**Data rows**:
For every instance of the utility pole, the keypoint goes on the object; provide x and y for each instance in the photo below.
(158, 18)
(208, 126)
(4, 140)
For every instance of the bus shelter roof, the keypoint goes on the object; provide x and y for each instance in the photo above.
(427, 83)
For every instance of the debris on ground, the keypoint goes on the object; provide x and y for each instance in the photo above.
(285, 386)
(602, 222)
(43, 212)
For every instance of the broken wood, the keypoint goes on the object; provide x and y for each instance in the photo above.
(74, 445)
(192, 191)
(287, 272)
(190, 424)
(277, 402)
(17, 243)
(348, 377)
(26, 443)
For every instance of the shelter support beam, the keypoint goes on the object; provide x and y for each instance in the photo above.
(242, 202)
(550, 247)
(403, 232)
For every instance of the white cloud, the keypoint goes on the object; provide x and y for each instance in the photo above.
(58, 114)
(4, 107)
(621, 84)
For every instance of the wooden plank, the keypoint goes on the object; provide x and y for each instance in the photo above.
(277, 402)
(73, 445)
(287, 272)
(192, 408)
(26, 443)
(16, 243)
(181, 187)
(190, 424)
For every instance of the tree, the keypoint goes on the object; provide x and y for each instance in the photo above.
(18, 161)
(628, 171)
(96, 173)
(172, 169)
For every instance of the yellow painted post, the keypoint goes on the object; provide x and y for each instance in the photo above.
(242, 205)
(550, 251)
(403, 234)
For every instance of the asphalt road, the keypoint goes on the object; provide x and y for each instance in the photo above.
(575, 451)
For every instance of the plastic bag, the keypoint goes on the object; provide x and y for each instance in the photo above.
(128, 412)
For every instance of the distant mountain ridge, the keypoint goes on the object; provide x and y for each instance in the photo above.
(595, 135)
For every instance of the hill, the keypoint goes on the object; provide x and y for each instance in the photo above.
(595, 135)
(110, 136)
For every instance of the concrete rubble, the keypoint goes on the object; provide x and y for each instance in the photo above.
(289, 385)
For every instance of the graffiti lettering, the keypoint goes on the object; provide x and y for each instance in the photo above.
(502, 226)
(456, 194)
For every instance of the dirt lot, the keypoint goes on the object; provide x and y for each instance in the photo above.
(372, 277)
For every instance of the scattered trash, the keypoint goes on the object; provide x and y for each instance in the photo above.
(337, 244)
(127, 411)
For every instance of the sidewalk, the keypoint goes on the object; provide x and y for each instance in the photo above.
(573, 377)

**What to produce**: Recast the stretch from the line containing "For every instance of the sidewalk, the" through the end of the lines as a two-column CSV with the header text,answer. Give one row for each line's wording paired with its answer, put each value in a single quoted field, and replace any line breaks with spaces.

**Completed exercise**:
text,answer
"For every instance of the sidewalk, the keypoint goes on the object; provide x and y for each instance in the photo above.","(573, 377)"